* _Aim of the exercise_
In full and without change, return each entry.

* _Data for the task_

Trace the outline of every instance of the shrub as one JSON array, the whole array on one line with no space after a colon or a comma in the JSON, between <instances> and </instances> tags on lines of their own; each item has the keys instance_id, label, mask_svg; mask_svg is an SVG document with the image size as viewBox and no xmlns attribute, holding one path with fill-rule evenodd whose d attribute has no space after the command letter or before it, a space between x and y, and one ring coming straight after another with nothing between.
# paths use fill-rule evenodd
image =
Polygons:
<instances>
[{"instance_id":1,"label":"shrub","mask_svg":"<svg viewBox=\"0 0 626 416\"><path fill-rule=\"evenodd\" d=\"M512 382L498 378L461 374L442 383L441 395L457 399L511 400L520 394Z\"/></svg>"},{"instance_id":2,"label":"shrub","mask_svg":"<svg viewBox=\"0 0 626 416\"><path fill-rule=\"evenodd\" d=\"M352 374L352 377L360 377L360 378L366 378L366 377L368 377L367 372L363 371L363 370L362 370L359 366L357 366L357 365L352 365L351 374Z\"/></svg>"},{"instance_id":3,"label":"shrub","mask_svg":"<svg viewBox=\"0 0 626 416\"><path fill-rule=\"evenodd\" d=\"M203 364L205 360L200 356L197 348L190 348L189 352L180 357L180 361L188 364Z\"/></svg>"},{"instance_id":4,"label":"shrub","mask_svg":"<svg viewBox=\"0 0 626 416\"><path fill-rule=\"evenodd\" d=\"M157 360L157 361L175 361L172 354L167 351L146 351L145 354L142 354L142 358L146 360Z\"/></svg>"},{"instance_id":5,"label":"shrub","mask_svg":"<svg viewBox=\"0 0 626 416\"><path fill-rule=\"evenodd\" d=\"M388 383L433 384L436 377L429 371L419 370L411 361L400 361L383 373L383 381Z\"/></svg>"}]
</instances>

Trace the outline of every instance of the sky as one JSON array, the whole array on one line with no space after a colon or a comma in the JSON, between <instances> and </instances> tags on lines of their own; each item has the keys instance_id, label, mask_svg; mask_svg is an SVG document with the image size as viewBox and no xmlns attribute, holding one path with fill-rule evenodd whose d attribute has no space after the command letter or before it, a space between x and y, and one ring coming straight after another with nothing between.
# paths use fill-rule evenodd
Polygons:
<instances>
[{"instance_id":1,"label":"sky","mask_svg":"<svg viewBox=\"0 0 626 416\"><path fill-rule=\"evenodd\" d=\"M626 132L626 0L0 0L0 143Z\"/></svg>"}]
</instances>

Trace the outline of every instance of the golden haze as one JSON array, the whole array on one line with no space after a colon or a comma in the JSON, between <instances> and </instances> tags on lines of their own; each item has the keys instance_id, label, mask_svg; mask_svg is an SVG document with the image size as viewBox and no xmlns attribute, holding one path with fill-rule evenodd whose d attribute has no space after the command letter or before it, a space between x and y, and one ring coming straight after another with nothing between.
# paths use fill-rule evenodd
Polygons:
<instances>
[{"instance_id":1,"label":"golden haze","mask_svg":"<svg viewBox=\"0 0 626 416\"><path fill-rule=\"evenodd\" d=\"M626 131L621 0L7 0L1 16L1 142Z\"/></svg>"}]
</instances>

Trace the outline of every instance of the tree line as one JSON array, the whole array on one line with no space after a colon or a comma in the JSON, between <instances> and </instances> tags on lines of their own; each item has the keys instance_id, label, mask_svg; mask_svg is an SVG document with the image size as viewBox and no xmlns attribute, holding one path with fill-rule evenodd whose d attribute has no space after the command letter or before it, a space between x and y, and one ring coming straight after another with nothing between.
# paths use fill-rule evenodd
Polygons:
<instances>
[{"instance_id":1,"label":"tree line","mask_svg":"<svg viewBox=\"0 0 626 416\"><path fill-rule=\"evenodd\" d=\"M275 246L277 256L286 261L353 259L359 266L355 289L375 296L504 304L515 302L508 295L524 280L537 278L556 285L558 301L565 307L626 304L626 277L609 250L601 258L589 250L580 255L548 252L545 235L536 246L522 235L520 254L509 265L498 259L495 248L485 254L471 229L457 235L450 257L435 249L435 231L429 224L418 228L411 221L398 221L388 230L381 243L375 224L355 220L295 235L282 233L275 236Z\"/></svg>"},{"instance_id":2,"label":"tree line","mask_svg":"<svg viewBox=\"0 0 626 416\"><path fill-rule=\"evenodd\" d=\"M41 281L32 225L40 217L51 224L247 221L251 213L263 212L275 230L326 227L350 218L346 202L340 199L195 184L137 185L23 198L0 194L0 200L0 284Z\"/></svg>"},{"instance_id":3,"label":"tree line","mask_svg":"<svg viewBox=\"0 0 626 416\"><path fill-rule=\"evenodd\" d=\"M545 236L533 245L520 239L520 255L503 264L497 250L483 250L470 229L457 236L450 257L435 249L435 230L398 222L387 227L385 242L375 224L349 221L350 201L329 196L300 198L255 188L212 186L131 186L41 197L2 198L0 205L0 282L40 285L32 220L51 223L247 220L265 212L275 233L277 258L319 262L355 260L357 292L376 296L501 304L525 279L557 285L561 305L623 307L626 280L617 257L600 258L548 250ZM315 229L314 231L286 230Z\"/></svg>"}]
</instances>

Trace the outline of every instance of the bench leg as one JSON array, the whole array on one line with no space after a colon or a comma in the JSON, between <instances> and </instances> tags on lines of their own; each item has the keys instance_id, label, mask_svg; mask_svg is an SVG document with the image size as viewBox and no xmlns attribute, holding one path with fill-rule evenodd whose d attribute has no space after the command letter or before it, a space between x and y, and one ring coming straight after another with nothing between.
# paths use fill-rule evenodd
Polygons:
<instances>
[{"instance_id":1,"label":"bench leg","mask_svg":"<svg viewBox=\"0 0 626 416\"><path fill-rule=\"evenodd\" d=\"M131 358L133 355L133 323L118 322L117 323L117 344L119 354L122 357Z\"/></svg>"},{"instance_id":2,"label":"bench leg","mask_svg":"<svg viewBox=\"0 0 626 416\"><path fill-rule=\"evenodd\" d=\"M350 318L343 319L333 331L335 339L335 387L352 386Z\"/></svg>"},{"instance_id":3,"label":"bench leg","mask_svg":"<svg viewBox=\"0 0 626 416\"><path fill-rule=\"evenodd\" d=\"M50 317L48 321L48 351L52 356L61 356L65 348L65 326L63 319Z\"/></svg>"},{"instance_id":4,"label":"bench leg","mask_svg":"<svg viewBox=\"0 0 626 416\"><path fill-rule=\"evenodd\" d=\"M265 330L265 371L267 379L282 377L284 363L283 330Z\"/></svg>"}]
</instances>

* _Response to the task_
Trace the outline of every instance of the shrub as one JSON array, the whole array on one line with no space after a colon or a comma in the JSON, between <instances> and </instances> tags on lines of their own; each item has the keys instance_id, label, mask_svg; mask_svg is an SVG document with the image size as viewBox and no xmlns attribute, holding one path with fill-rule evenodd whose d attribute has no space after the command letter or before it, a space between x and y, and one ring coming straight after another with nothing between.
# paths use fill-rule evenodd
image =
Polygons:
<instances>
[{"instance_id":1,"label":"shrub","mask_svg":"<svg viewBox=\"0 0 626 416\"><path fill-rule=\"evenodd\" d=\"M512 382L498 378L461 374L442 383L441 395L457 399L511 400L520 394Z\"/></svg>"},{"instance_id":2,"label":"shrub","mask_svg":"<svg viewBox=\"0 0 626 416\"><path fill-rule=\"evenodd\" d=\"M352 374L352 377L360 377L360 378L366 378L366 377L368 377L367 372L363 371L363 370L362 370L359 366L357 366L357 365L352 365L351 374Z\"/></svg>"},{"instance_id":3,"label":"shrub","mask_svg":"<svg viewBox=\"0 0 626 416\"><path fill-rule=\"evenodd\" d=\"M203 364L205 360L200 356L197 348L190 348L189 352L180 357L180 361L188 364Z\"/></svg>"},{"instance_id":4,"label":"shrub","mask_svg":"<svg viewBox=\"0 0 626 416\"><path fill-rule=\"evenodd\" d=\"M157 360L157 361L175 361L172 354L167 351L146 351L145 354L142 354L142 358L146 360Z\"/></svg>"},{"instance_id":5,"label":"shrub","mask_svg":"<svg viewBox=\"0 0 626 416\"><path fill-rule=\"evenodd\" d=\"M388 383L433 384L436 377L429 371L419 370L411 361L400 361L383 373L383 381Z\"/></svg>"}]
</instances>

Trace the outline of every instance of the sky as one JSON array, the whole array on one line with no space after a colon or a comma in the JSON, between <instances> and </instances> tags on lines of their own; each item has the keys instance_id, label, mask_svg; mask_svg is an SVG document with the image size as viewBox and no xmlns attribute, holding one path with fill-rule evenodd whose d attribute has no space after the command letter or before it, a space between x and y, and one ring coming straight after another with nothing between.
# paths use fill-rule evenodd
Polygons:
<instances>
[{"instance_id":1,"label":"sky","mask_svg":"<svg viewBox=\"0 0 626 416\"><path fill-rule=\"evenodd\" d=\"M626 132L626 0L0 0L0 143Z\"/></svg>"}]
</instances>

Trace the outline of every instance of the golden haze as one JSON array, the whole array on one line with no space after a colon or a comma in the JSON, between <instances> and </instances> tags on lines of their own; each item has the keys instance_id, label, mask_svg; mask_svg is an SVG document with the image size as viewBox and no xmlns attribute, holding one path with fill-rule evenodd whose d attribute has no space after the command letter or before it, a space between x and y, and one ring coming straight after another with nothing between.
# paths use fill-rule evenodd
Polygons:
<instances>
[{"instance_id":1,"label":"golden haze","mask_svg":"<svg viewBox=\"0 0 626 416\"><path fill-rule=\"evenodd\" d=\"M626 131L621 0L7 0L1 16L1 142Z\"/></svg>"}]
</instances>

Trace the outline of every instance of the tree line as one JSON array, the whole array on one line with no space after a colon or a comma in the JSON, between <instances> and </instances> tags on lines of their own; each item has the keys instance_id, label, mask_svg; mask_svg is an SVG document with the image size as viewBox and no xmlns attribute, holding one path with fill-rule evenodd whose d attribute has no space after the command letter or before it, a space between x and y, and one ring coming straight after another with nothing between.
# paths use fill-rule evenodd
Polygons:
<instances>
[{"instance_id":1,"label":"tree line","mask_svg":"<svg viewBox=\"0 0 626 416\"><path fill-rule=\"evenodd\" d=\"M275 246L277 256L286 261L353 259L359 266L355 289L375 296L504 304L515 302L508 295L524 280L537 278L556 285L558 301L565 307L626 304L626 277L609 250L601 258L589 250L580 255L548 252L545 235L536 246L522 235L520 254L509 265L498 259L495 248L485 254L471 229L457 235L450 257L435 249L435 231L429 224L418 228L411 221L398 221L388 230L381 243L375 224L355 220L295 235L282 233L275 236Z\"/></svg>"},{"instance_id":2,"label":"tree line","mask_svg":"<svg viewBox=\"0 0 626 416\"><path fill-rule=\"evenodd\" d=\"M41 281L32 225L40 217L51 224L247 221L251 213L263 212L275 230L326 227L350 218L346 202L340 199L195 184L137 185L23 198L0 194L0 200L0 284Z\"/></svg>"},{"instance_id":3,"label":"tree line","mask_svg":"<svg viewBox=\"0 0 626 416\"><path fill-rule=\"evenodd\" d=\"M545 236L533 245L520 239L520 255L503 264L497 250L483 250L470 229L457 236L450 257L435 249L435 230L398 222L387 227L385 242L375 224L349 221L350 201L329 196L300 198L255 188L212 186L131 186L41 197L2 198L0 205L0 282L40 285L32 220L51 223L247 220L265 212L275 233L277 258L319 262L355 260L357 292L376 296L501 304L525 279L557 285L561 305L623 307L626 280L617 257L600 258L548 250ZM315 229L314 231L286 230Z\"/></svg>"}]
</instances>

Trace the outline of every instance of the bench leg as one JSON array, the whole array on one line with no space after a colon or a comma in the JSON, between <instances> and </instances> tags on lines of their own; each item has the keys instance_id, label, mask_svg; mask_svg is an SVG document with the image size as viewBox and no xmlns attribute, holding one path with fill-rule evenodd whose d attribute has no space after the command letter or before it, a space between x and y, and one ring coming straight after another with nothing between.
# paths use fill-rule evenodd
Polygons:
<instances>
[{"instance_id":1,"label":"bench leg","mask_svg":"<svg viewBox=\"0 0 626 416\"><path fill-rule=\"evenodd\" d=\"M131 358L133 355L133 323L118 322L117 323L117 344L119 354L122 357Z\"/></svg>"},{"instance_id":2,"label":"bench leg","mask_svg":"<svg viewBox=\"0 0 626 416\"><path fill-rule=\"evenodd\" d=\"M350 318L343 319L333 331L335 339L335 387L352 386Z\"/></svg>"},{"instance_id":3,"label":"bench leg","mask_svg":"<svg viewBox=\"0 0 626 416\"><path fill-rule=\"evenodd\" d=\"M50 317L48 321L48 351L52 356L61 356L65 348L65 326L63 319Z\"/></svg>"},{"instance_id":4,"label":"bench leg","mask_svg":"<svg viewBox=\"0 0 626 416\"><path fill-rule=\"evenodd\" d=\"M265 330L265 371L267 379L282 377L284 363L283 330Z\"/></svg>"}]
</instances>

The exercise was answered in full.